Requirement A
Answer these questions from the article about the wrongful arrest lawsuit:
(i) On what date was Burke ruled out as the killer through DNA evidence?
(ii) In which park were Irene Kennedy and her husband walking?
(iii) How many days did Burke spend in jail?
Requirement B
In the article about the wrongful arrest lawsuit, reproduce verbatim the passage between "Kennedy, 75, was" and "Park in Walpole.", inclusive.

Document excerpt
Boston Herald
 September 6, 2004 

 Plaintiff can sue in wrongful arrest
 By Tom Mashberg

 Asserting that state police investigators knew they had the wrong man, a 
 Superior Court judge has cleared the way for a Walpole native to sue the 
 state for his wrongful arrest six years ago in the murder of a Foxboro 
 grandmother.

 ``On the morning of the day of the plaintiff's arrest, the Massachusetts 
 State Police knew that the plaintiff'' - Edmund F. Burke - ``was not the 
 person who murdered Irene Kennedy,'' Suffolk Superior judge Carol Ball 
 wrote in a ruling made public last week.

 Kennedy, 75, was found stabbed to death, bitten and mauled on Dec. 1, 
 1998. She had separated briefly from her husband during their walk in Bird 
 Park in Walpole.

 The facts of the case, Ball added, ``could be considered an effort by the 
 officers to subvert the integrity of the warrant process by selling the 
 magistrate shoddy goods.''

 Burke, Ball noted, was ruled out as the killer through DNA evidence on 
 Dec. 10, 1998 - four-and-a-half hours before he was led away in shackles 
 by state and Walpole police in front of the news media and a jeering 
 throng.

 ``Imagine being in a jail full of angry criminals, being treated as the 
 vicious mutilation murderer of a beloved old lady,'' Burke said in an 
 interview yesterday. ``Can it get any worse than that? Everyone hated me, 
 the guards too.

 ``Here was their theory of the murder,'' added Burke, whose brother's wife 
 is the eldest daughter of Irene Kennedy. ``I was irate because I hadn't 
 been invited to the Kennedy family's Thanksgiving dinner.''

 Earlier this year, Martin G. Guy, 42, of Norwood, who is serving a life 
 sentence for a subsequent 1999 stabbing murder, was identified through DNA 
 testing as the man whose saliva was found in bite marks on Kennedy's 
 breasts.

 A spokesperson for the Attorney General's Office, which is defending the 
 state in the civil case, said the office could not comment on the pending 
 matter.

 Burke, 52, who was the sole caretaker of his ailing and elderly mother at 
 the time, spent 41 days in jail and was widely demonized as a sick killer. 
 Living near the murder scene in a ramshackle house, he quickly became the 
 focus of state police and former Norfolk County prosecutors eager for an 
 arrest to soothe a jittery public.

Source data
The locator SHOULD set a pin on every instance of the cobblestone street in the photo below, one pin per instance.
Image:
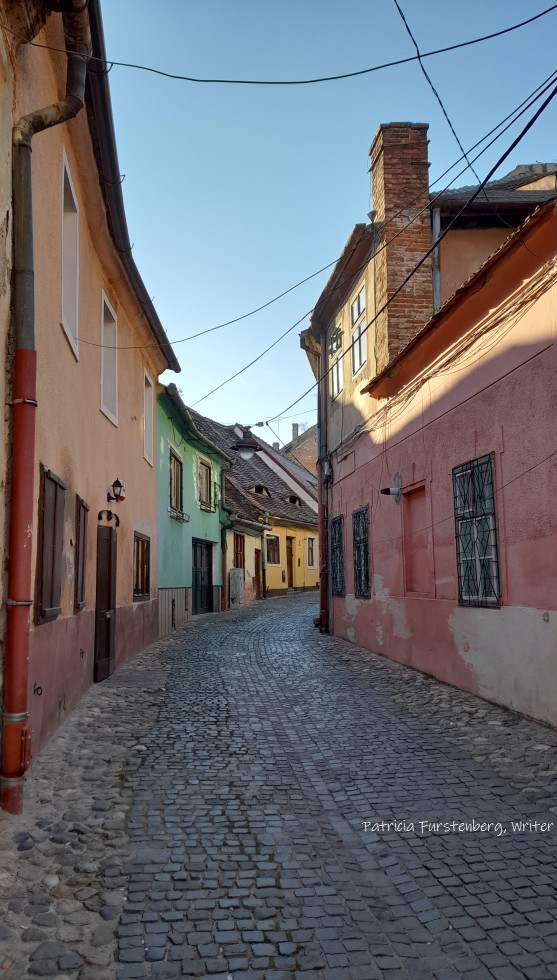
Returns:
(214, 810)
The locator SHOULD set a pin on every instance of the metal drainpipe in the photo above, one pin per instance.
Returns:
(436, 261)
(323, 488)
(16, 735)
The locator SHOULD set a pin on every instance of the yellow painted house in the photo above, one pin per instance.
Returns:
(270, 519)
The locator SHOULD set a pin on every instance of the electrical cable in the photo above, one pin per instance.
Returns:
(443, 109)
(290, 454)
(516, 113)
(424, 258)
(356, 272)
(302, 81)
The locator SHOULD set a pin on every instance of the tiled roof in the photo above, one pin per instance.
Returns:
(504, 190)
(255, 472)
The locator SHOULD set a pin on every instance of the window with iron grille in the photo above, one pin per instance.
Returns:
(360, 537)
(53, 493)
(141, 566)
(239, 551)
(176, 483)
(81, 511)
(476, 538)
(337, 555)
(273, 550)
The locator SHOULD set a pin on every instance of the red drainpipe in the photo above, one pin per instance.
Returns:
(16, 734)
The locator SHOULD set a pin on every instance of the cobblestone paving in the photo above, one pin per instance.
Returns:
(214, 810)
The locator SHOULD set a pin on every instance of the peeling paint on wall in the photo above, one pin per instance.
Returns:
(527, 636)
(393, 607)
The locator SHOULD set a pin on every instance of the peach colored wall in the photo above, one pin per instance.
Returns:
(6, 122)
(498, 397)
(462, 253)
(74, 438)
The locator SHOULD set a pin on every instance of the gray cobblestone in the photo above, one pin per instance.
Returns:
(240, 758)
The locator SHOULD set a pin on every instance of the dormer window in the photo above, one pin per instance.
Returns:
(335, 340)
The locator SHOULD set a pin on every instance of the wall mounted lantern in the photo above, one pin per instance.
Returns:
(118, 491)
(246, 446)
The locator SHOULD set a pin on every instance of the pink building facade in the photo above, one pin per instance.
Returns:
(438, 492)
(85, 350)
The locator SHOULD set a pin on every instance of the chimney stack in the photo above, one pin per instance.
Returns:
(400, 191)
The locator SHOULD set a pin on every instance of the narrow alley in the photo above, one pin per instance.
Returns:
(250, 799)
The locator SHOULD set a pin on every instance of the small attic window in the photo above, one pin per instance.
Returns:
(335, 340)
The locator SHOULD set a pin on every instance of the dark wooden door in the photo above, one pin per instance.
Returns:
(202, 580)
(105, 606)
(258, 573)
(289, 563)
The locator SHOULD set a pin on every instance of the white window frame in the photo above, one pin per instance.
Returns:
(172, 510)
(337, 376)
(69, 299)
(358, 306)
(148, 416)
(359, 347)
(109, 356)
(206, 505)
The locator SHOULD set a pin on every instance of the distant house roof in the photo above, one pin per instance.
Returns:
(296, 470)
(501, 199)
(247, 474)
(194, 435)
(101, 125)
(502, 195)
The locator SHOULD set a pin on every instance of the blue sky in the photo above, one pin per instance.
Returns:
(235, 193)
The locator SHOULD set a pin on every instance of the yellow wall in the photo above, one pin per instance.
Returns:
(303, 576)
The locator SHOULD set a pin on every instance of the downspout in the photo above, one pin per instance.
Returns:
(323, 478)
(224, 526)
(264, 556)
(16, 734)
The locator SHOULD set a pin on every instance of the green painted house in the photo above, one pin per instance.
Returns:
(190, 517)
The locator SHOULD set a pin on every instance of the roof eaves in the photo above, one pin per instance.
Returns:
(540, 214)
(174, 396)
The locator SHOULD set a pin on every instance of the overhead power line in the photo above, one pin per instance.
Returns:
(353, 274)
(513, 116)
(298, 81)
(441, 103)
(478, 190)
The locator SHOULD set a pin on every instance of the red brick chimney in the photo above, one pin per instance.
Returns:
(400, 191)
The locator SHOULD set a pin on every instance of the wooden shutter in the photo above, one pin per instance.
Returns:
(53, 491)
(81, 511)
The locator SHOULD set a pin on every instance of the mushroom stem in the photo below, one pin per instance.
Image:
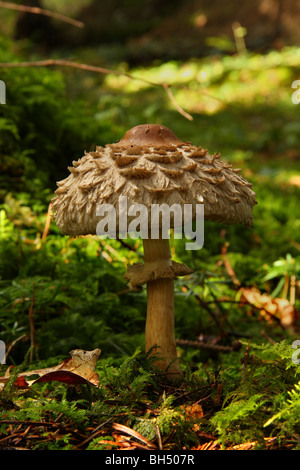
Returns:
(160, 323)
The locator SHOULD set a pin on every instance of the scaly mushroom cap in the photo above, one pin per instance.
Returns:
(150, 165)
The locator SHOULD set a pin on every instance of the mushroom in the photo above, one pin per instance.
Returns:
(150, 165)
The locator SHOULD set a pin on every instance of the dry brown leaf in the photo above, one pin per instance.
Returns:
(80, 368)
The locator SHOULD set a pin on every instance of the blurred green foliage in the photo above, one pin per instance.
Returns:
(57, 293)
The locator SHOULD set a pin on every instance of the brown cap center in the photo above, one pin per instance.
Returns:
(149, 134)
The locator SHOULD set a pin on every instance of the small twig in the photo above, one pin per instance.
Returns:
(212, 347)
(31, 324)
(41, 11)
(96, 69)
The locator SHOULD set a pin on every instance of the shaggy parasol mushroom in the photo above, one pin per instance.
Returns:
(150, 165)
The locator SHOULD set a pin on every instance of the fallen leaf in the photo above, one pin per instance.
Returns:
(80, 368)
(269, 307)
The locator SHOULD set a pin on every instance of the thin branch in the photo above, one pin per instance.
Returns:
(96, 69)
(41, 11)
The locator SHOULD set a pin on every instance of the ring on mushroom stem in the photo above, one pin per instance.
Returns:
(150, 165)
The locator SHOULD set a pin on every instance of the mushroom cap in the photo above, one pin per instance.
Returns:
(150, 165)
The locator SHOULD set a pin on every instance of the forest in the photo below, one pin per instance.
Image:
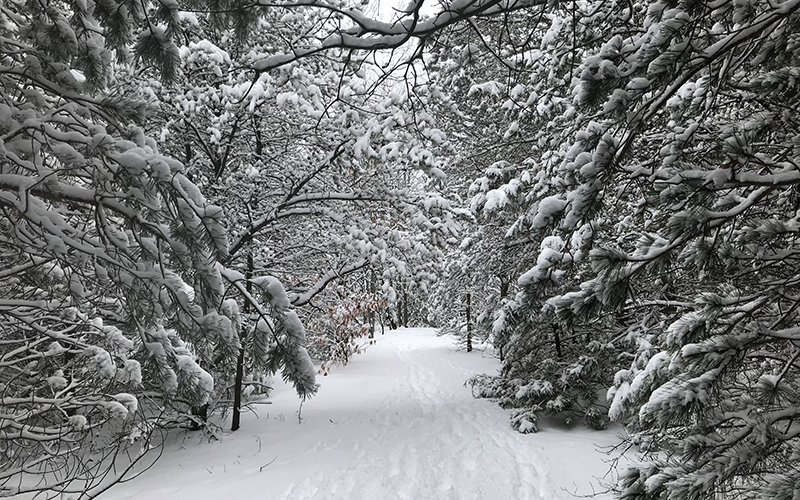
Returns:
(196, 195)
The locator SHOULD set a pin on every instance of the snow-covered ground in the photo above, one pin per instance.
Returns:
(396, 423)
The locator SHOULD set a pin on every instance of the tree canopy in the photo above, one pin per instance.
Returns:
(613, 184)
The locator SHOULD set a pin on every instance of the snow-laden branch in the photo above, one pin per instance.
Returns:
(370, 34)
(325, 280)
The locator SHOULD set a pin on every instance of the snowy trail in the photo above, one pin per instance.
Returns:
(396, 423)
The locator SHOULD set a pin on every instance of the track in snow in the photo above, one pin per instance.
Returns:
(396, 423)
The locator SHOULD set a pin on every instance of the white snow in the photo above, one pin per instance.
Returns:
(395, 423)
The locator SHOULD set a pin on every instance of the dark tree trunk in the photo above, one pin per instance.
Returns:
(469, 322)
(405, 306)
(237, 382)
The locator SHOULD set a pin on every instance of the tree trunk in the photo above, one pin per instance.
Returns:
(557, 335)
(237, 382)
(405, 306)
(469, 322)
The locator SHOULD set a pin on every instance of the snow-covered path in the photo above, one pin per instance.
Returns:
(396, 423)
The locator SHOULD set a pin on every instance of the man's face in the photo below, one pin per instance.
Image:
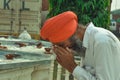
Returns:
(72, 43)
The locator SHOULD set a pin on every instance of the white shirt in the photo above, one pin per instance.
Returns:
(102, 57)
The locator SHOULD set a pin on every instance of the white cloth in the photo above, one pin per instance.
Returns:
(102, 57)
(24, 35)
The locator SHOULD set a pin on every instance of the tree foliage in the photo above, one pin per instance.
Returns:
(97, 11)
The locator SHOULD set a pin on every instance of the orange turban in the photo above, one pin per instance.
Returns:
(60, 27)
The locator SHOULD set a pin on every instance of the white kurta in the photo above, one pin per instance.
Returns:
(102, 57)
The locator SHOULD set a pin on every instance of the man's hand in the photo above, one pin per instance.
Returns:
(65, 58)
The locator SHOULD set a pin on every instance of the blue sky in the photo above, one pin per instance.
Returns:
(115, 5)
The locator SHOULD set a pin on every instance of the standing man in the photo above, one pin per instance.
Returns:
(102, 48)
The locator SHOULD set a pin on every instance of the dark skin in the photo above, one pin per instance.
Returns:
(64, 55)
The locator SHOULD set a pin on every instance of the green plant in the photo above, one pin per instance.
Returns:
(97, 11)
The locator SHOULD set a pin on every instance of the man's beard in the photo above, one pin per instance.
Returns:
(76, 46)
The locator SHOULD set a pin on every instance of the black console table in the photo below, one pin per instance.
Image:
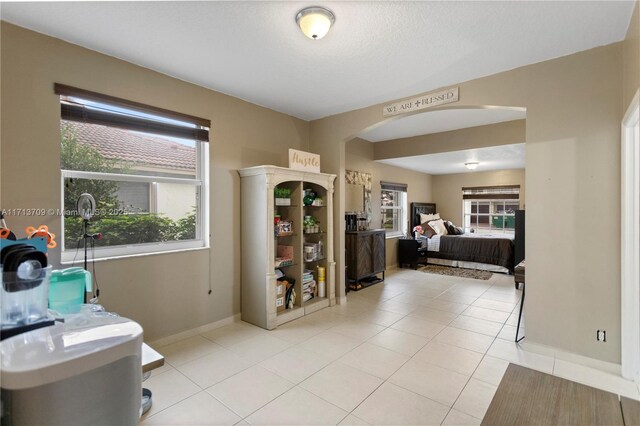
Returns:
(411, 253)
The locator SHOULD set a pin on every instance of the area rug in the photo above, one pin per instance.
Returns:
(456, 272)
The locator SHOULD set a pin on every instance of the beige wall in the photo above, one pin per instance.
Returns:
(507, 133)
(573, 168)
(631, 59)
(165, 293)
(447, 189)
(359, 157)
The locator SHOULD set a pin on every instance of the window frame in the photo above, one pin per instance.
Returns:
(201, 182)
(402, 216)
(490, 215)
(95, 108)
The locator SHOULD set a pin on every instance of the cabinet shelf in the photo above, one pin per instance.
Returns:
(258, 187)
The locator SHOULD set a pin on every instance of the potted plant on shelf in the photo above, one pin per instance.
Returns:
(282, 196)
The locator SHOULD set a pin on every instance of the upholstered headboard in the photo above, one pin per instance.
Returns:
(424, 208)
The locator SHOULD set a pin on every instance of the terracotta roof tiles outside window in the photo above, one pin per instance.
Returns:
(139, 149)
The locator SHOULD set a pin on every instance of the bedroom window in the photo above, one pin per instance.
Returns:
(146, 168)
(490, 209)
(393, 208)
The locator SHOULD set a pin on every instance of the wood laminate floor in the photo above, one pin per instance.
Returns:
(529, 397)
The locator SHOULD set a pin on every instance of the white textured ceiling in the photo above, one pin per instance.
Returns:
(492, 158)
(376, 51)
(441, 121)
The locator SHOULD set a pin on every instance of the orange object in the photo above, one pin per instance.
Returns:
(42, 231)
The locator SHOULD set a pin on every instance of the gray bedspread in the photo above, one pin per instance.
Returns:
(476, 248)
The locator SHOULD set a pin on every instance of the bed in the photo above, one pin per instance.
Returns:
(489, 252)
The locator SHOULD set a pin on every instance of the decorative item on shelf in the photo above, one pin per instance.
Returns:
(311, 225)
(283, 284)
(284, 228)
(322, 286)
(309, 196)
(309, 253)
(418, 231)
(282, 196)
(284, 256)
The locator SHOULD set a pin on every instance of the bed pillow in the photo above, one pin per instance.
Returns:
(438, 226)
(452, 229)
(428, 231)
(429, 217)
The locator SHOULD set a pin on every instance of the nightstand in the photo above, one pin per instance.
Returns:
(411, 253)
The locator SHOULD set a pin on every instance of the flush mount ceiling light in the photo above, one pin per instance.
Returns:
(472, 165)
(315, 21)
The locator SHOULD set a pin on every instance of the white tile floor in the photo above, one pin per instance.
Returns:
(417, 349)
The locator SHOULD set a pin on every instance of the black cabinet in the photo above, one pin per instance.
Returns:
(365, 257)
(411, 253)
(518, 253)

Output A
(i) Dec. 10, 1998
(ii) Bird Park in Walpole
(iii) 41 days

Output B
Kennedy, 75, was found stabbed to death, bitten and mauled on Dec. 1, 
 1998. She had separated briefly from her husband during their walk in Bird 
 Park in Walpole.